Page excerpt:
_ _ _ _ _
It’s hard to see? Then let me enlighten you. This is an argument from personal incredulity supported by a false appeal to equality. They don’t have as much share as we. Adam was given dominion over all creation. A king and his kingdom are not equals. When a king falls, his entire kingdom is effected. A poor decision of state can lead to war, famine, etc.

He then tries to eliminate the idea of unfallen aliens.

“But it is also hard to believe that there is, somewhere, a race which, never having had anything to do with Adam, has not fallen. This situation was suggested, I do not know how seriously, in stories by C. S. Lewis.) But “the whole creation groaneth,” and “. . . there is none righteous: no, not one.“ So if there are any rational beings elsewhere in the universe,
they need salvation, even as we do.”
_ _ _ _ _
Task requirements:
Decide whether each of the following statements agrees with the passage on Adam's fall and other rational beings. Answer yes or no for each, quoting the words of the passage that settle it.
1. The passage says that Adam was given dominion over all creation.
2. The quoted writer holds that rational beings elsewhere in the universe would have no need of salvation.
3. The quoted writer says that an unfallen race was suggested in stories by C. S. Lewis.
_ _ _ _ _
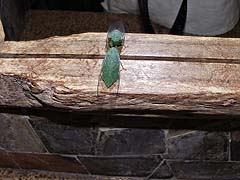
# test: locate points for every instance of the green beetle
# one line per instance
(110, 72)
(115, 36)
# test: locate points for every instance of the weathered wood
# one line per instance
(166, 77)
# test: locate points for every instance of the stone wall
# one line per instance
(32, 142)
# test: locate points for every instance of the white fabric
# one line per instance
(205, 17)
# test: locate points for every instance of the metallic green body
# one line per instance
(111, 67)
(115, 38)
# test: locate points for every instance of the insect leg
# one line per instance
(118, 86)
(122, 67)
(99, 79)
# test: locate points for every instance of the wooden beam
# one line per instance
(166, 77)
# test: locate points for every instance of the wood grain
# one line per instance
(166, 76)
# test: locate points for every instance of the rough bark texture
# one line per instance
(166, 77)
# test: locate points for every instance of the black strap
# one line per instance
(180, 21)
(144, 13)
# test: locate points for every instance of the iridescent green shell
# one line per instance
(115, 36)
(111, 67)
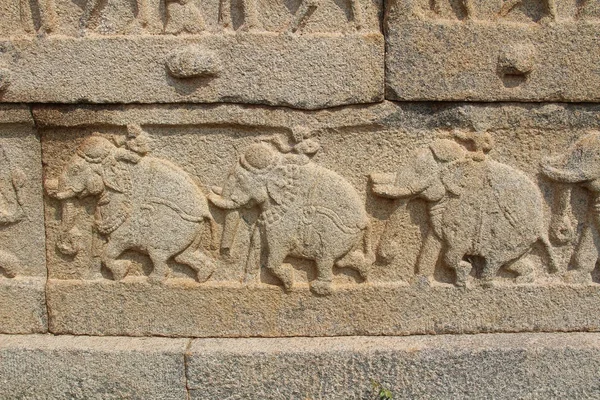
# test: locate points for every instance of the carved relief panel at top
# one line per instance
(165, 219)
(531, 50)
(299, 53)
_ _ _ _ _
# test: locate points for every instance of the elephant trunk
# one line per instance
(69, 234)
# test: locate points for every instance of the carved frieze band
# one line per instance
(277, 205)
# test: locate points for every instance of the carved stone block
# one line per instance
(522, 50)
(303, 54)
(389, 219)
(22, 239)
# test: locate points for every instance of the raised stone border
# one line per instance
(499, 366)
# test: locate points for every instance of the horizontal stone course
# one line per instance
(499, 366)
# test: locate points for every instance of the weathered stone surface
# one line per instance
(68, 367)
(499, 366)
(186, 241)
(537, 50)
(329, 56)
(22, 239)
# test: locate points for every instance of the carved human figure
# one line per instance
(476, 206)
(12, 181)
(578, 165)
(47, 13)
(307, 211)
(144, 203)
_ _ _ _ _
Reply to the exercise:
1. Yes: "Adam was given dominion over all creation."
2. No: "they need salvation, even as we do."
3. Yes: "This situation was suggested, I do not know how seriously, in stories by C. S. Lewis."